— start of Source extract —

Anyway, now to talk about Philip K. Dick. Definitely one of my favorite sci-fi authors. I remember being obsessed with A Scanner Darkly and The Man in the High Castle back in middle school, though Do Androids Dream of Electric Sheep? has weathered the test of time to be my favorite book of his.


----------



## Shahada (Apr 26, 2010)

I haven't read a lot of his more well-known and celebrated works (like Scanner Darkly, Man in the High Castle, etc.) but VALIS is an amazing novel that transcends genre.


----------



## Just_Some_Guy (Oct 8, 2009)

Shahada said:


> I haven't read a lot of his more well-known and celebrated works (like Scanner Darkly, Man in the High Castle, etc.) but VALIS is an amazing novel that transcends genre.


That's what I keep hearing. It's up next for me along with the other two in the final trilogy.


----------



## Just_Some_Guy (Oct 8, 2009)

Read chapter 13 of A Scanner Darkly last night, so in case you were ever wondering. This is from Beethoven's opera "Fedelio."


P. 215

Wie kalt ist es in diesem unterirdischen Gewölbe! Das ist natürlich, es ist ja tief.

How cold it is in this underground vault! This is natural, yet profound.


P. 219

Gott! Welch Dunkel hier! O grauenvolle Stille!
Od’ ist es um mich her. Nichts lebet auszer mir…

God! Such darkness here! O horrible silence! 
Of all this around me, nothing lives besides me…


P. 225

Ein Engel, der Gattin, so gleich, der führt mich zur Freiheit ins himmlische Reich.

An angel, my wife; the two so alike, this drives me to the freedom of the heavenly realm.


----------



## Just_Some_Guy (Oct 8, 2009)

Philip K. Dick in a nutshell...

"The next day Nicholas came around to my place to tell me about his mystical experience and get my opinion. He was not exactly candid about it, however; initially he told it to me not as a personal experience but as a science fiction idea for a story. That was so if it sounded nutty the onus wouldn't be on him."

— end of Source extract —
— start of Supplied records —

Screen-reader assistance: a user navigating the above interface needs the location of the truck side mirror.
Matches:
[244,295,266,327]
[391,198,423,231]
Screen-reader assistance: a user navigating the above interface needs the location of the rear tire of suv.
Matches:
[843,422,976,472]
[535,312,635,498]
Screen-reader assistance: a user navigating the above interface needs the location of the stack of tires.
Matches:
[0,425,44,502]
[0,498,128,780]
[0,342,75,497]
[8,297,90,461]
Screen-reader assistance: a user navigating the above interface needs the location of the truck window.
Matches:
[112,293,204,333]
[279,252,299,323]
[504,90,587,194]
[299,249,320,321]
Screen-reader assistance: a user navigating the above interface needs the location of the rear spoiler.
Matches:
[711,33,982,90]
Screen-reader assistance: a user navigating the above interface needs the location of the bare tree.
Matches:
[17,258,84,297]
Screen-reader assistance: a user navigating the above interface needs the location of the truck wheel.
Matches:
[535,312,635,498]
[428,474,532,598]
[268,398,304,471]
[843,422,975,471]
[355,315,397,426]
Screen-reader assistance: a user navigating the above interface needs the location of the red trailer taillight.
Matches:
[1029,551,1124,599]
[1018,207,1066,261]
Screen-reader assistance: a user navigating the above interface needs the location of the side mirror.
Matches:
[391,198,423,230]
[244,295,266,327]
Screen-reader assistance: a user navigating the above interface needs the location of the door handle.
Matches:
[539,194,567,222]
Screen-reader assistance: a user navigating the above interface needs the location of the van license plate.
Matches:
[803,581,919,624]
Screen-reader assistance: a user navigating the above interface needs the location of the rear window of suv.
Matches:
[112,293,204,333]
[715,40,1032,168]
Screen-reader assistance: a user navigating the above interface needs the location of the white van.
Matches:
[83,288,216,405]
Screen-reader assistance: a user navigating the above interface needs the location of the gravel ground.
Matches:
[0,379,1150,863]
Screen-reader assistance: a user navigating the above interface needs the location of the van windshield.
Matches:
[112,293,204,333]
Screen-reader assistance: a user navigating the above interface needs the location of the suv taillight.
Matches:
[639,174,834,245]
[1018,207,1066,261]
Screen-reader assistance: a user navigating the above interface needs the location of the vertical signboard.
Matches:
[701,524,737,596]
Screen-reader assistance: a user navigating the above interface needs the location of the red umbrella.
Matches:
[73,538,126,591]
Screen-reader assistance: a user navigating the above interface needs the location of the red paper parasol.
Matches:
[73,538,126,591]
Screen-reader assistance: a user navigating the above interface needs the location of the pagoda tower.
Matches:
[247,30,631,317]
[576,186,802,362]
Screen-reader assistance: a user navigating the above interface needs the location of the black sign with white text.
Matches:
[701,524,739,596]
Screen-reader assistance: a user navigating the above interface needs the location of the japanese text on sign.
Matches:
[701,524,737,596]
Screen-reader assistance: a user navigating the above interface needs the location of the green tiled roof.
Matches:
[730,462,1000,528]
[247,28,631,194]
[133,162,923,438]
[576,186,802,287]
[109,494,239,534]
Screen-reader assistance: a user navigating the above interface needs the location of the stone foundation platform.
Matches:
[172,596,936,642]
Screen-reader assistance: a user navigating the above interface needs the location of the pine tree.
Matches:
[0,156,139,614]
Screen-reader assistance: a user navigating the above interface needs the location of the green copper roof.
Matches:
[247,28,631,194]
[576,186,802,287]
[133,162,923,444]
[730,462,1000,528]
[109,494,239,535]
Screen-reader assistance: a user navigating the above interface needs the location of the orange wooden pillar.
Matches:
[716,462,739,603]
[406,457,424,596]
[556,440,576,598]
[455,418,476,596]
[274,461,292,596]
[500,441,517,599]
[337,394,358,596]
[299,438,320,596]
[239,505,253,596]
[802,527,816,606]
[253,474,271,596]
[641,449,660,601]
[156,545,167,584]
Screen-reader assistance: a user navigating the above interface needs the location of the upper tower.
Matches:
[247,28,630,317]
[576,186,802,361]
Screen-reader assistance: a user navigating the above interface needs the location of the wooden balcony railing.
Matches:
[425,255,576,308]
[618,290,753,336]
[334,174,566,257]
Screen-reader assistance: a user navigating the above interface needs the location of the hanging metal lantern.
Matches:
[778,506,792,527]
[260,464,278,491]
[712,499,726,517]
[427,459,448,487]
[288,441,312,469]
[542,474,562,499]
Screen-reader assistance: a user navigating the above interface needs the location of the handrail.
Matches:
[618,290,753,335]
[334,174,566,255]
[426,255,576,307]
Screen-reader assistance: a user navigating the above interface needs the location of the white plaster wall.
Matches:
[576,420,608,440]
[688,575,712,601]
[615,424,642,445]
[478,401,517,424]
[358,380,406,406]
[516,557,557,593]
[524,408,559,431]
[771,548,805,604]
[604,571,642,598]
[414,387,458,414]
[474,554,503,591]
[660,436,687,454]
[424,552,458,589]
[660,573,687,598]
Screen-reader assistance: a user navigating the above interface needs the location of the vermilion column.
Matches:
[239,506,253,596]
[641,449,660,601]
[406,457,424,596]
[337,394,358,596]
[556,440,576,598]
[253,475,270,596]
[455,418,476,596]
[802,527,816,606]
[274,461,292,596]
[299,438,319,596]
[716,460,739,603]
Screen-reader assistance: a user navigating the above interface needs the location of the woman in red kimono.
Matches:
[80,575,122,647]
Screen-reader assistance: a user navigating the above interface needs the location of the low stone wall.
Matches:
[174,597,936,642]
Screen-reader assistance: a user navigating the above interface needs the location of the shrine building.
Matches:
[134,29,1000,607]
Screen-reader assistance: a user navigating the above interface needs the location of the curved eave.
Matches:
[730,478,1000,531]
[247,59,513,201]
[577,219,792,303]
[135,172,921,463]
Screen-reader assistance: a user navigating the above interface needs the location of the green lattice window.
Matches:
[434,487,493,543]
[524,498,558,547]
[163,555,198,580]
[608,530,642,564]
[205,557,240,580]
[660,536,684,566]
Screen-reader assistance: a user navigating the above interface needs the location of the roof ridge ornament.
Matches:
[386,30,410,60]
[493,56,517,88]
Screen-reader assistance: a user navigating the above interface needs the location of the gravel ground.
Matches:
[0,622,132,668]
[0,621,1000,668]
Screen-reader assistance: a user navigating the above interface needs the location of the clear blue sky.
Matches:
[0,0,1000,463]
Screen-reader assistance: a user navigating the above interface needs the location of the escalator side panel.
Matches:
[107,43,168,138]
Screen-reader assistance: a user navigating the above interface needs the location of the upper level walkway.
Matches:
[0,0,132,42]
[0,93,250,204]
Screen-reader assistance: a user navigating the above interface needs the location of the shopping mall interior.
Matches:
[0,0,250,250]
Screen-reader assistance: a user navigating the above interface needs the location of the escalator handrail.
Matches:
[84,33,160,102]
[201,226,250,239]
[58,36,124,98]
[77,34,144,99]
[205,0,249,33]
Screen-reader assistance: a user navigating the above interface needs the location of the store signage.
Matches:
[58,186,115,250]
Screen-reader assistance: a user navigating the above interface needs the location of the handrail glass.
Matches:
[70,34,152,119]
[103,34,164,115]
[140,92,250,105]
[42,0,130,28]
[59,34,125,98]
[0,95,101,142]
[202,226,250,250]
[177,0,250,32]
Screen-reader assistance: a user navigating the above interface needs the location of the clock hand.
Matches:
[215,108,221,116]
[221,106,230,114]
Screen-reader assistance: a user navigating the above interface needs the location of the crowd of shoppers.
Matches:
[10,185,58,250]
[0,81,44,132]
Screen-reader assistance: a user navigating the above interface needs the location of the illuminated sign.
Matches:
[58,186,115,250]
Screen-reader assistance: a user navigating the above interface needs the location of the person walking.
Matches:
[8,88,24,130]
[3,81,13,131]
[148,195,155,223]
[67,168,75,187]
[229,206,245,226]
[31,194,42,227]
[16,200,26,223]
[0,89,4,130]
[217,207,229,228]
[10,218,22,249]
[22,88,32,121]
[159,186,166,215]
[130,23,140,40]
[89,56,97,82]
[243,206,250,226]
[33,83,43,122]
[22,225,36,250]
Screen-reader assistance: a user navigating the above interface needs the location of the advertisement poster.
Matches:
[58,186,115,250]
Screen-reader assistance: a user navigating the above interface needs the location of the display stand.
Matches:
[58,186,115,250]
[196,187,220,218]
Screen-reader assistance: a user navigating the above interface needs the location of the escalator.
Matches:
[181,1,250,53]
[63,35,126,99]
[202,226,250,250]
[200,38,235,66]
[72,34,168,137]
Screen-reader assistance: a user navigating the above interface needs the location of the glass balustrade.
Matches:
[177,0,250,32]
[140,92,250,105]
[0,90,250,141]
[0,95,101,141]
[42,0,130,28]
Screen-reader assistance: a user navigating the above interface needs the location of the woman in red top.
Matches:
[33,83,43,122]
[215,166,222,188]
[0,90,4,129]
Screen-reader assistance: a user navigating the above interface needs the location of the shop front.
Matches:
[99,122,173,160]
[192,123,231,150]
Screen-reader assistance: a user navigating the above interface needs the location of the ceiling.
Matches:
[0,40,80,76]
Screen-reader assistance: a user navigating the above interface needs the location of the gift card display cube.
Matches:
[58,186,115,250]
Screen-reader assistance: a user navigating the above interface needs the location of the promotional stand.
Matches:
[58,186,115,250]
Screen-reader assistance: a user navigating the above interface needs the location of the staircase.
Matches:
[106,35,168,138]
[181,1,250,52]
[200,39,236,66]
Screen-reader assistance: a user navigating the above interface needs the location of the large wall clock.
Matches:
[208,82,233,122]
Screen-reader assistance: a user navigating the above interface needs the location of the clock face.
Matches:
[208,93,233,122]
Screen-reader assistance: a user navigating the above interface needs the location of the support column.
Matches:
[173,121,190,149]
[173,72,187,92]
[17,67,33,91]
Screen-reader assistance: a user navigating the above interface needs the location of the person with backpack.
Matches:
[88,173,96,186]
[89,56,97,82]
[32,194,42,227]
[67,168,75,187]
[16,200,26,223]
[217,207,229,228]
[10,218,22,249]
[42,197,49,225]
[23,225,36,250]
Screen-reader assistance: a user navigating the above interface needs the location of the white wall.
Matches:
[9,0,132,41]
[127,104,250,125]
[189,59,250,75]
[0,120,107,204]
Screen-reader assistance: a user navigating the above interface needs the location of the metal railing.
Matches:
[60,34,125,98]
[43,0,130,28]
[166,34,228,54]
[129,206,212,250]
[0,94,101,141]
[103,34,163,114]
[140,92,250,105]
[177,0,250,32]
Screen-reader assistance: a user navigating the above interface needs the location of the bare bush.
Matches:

— end of Supplied records —

> **Goal 1**: Which Philip K. Dick books does the Philip K. Dick thread mention by title? List each one once.
> **Goal 2**: Echo the Philip K. Dick thread word for word, from "Read chapter 13" up to and including "ist ja tief.".

> **Exercise output 1**:
A Scanner Darkly
The Man in the High Castle
Do Androids Dream of Electric Sheep?
VALIS

> **Exercise output 2**:
Read chapter 13 of A Scanner Darkly last night, so in case you were ever wondering. This is from Beethoven's opera "Fedelio."


P. 215

Wie kalt ist es in diesem unterirdischen Gewölbe! Das ist natürlich, es ist ja tief.